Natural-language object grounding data
[Start of Attachment]

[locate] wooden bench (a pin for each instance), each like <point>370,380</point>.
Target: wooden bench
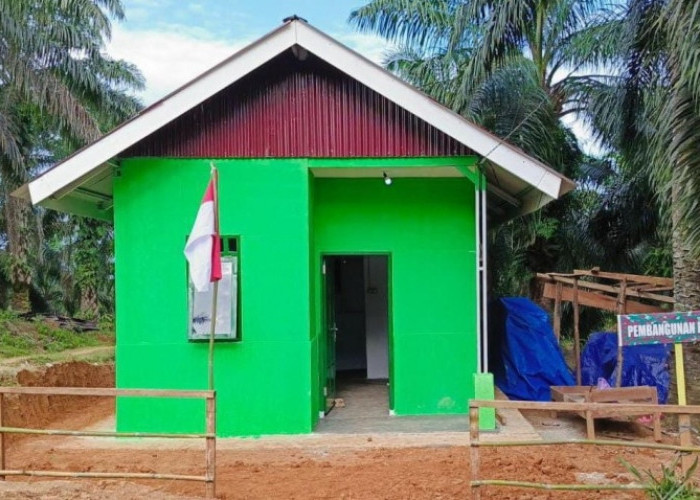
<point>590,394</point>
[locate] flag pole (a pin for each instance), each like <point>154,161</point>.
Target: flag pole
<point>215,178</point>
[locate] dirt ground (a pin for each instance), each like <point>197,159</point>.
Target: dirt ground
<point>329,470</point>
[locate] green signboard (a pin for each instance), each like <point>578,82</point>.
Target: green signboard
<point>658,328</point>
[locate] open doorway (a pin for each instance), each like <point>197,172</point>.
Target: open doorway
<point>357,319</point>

[End of Attachment]
[Start of Attachment]

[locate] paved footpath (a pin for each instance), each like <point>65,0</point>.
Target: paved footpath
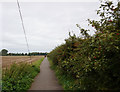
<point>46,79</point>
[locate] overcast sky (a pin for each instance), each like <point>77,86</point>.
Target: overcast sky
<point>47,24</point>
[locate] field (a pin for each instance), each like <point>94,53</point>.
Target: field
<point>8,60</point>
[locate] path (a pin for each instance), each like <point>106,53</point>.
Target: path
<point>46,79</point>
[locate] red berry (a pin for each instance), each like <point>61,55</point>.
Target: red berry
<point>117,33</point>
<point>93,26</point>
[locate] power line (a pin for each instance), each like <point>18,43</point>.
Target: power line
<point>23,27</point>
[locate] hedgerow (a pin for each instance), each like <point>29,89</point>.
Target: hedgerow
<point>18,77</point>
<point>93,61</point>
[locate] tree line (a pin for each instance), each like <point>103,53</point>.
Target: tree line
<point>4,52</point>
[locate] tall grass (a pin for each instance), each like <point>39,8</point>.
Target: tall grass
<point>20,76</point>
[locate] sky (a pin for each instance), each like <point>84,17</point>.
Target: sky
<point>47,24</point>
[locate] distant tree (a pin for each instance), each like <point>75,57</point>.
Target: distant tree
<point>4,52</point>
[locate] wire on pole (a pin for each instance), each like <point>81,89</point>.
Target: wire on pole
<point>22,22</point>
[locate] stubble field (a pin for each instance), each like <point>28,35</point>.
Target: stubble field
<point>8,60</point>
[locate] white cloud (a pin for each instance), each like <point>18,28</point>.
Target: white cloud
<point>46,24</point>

[End of Attachment]
[Start of Attachment]

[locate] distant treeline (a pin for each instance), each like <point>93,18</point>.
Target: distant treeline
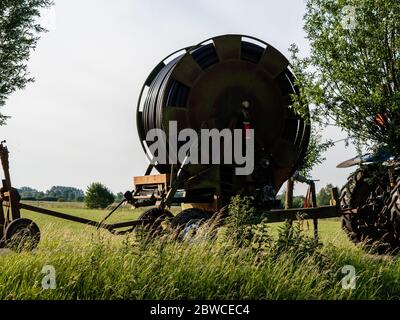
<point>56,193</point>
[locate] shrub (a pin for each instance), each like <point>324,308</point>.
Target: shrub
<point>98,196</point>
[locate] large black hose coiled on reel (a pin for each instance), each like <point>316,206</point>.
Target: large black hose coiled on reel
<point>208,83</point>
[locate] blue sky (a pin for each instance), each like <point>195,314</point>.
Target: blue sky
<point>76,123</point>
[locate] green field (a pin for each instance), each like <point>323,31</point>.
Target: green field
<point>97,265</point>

[End of Attachment]

### What to work on
Please transcribe exactly the lines above from the line that has "[locate] large black" up to and including the line that has "[locate] green field"; no other line belongs in the answer.

### Your response
[locate] large black hose coiled on reel (a pin for each instance), each like <point>316,206</point>.
Target: large black hose coiled on reel
<point>208,83</point>
[locate] blue sky (a pin for each instance), each like <point>195,314</point>.
Target: blue sky
<point>76,123</point>
[locate] green field (a pin for each instance), each like <point>323,31</point>.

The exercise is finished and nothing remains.